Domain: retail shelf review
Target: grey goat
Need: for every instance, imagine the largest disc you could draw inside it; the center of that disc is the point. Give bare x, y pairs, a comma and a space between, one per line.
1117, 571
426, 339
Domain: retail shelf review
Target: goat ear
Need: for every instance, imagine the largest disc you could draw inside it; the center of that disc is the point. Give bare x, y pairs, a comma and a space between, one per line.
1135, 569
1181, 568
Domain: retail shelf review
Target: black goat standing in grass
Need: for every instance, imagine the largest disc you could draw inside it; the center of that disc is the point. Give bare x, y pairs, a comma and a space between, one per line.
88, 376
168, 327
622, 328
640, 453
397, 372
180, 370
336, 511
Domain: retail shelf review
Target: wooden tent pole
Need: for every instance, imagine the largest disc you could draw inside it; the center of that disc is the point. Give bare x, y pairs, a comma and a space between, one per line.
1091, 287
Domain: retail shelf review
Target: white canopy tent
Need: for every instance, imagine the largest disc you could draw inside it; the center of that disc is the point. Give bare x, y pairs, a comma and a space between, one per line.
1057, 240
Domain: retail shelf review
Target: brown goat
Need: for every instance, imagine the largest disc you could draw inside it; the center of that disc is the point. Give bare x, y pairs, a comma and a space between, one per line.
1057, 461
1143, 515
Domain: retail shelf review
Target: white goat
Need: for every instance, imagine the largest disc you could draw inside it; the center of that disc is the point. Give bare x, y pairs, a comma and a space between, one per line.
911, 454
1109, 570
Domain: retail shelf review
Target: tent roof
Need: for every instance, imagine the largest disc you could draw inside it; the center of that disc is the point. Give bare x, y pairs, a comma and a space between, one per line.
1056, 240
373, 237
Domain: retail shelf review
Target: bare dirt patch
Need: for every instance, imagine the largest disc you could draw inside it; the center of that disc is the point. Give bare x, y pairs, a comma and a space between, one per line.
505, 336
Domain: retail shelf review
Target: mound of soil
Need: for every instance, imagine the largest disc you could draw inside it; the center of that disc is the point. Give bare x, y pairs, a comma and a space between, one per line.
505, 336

● ● ● ●

_Stated exercise_
Please reproduce each record precisely as written.

_Written answer_
Domain: retail shelf review
Target: grey goat
Need: for every instance, imagine the largest disc you could draw inside it; the center of that disc is the point. Give bare x, y pairs, a comma and a space between, one per line.
1117, 571
426, 339
Domain: retail shelf review
Target: goat ear
Need: for every instance, imagine the largest disc you could draw inside it; the center of that disc is the point. Give bare x, y pairs, a comma and a space between, one per line.
1135, 569
1181, 568
Domain: retail shelf review
Target: black goat standing in grass
Need: for every instance, imagine the largest disc you could draw inside it; the center of that disc is the point. Give bare x, y pairs, a comma and a space between, one per line.
88, 376
168, 327
622, 328
640, 453
397, 372
180, 370
336, 511
Domain: retail shelf review
Target: wooden tent pole
Need: for every instance, imagine the largest disc you could draw inside it; the center of that disc is the point. Give bare x, y pairs, a comma and a space between, one per line.
1091, 287
Domain: retail shelf review
Target: white canopy tent
Need: for every instance, imagine the largest disc you could draw inside it; the center of that disc is the point. Give bare x, y pairs, a comma and a space between, one per line.
1057, 240
Domain: retail shelf review
Target: brown goat
Need: for every instance, imagine the largest disc you could draw inside it; the center of that disc is the point. Give bare x, y pairs, a comma and a space between, one per line.
1057, 461
1143, 515
Domain: retail shelf review
Target: white goat
Need: for every instance, imagine the largest disc you could draw inside it; the center of that disc is the point. Give bare x, y pairs, a comma and a space between, one per line.
911, 454
1109, 570
Domain: retail shelf review
Target: tent roof
Need: for every instance, imagine the largest disc you could draw inside it; the center of that disc is the point. Give bare x, y pairs, a comma and a space between, one per line.
1056, 240
373, 237
Domain: retail shelf review
Target: bare dirt patch
Need: for every instance, imagine the largest disc you could draw inside it; the center of that disc is the point. Give bare x, y pairs, a comma and a space between, one per line.
505, 336
Domain: retail shelf review
Target: mound of soil
Need: for every instance, imagine the largest disc you could draw inside it; the center of that disc is the point. Give bare x, y pairs, a comma and a space between, one per line.
505, 336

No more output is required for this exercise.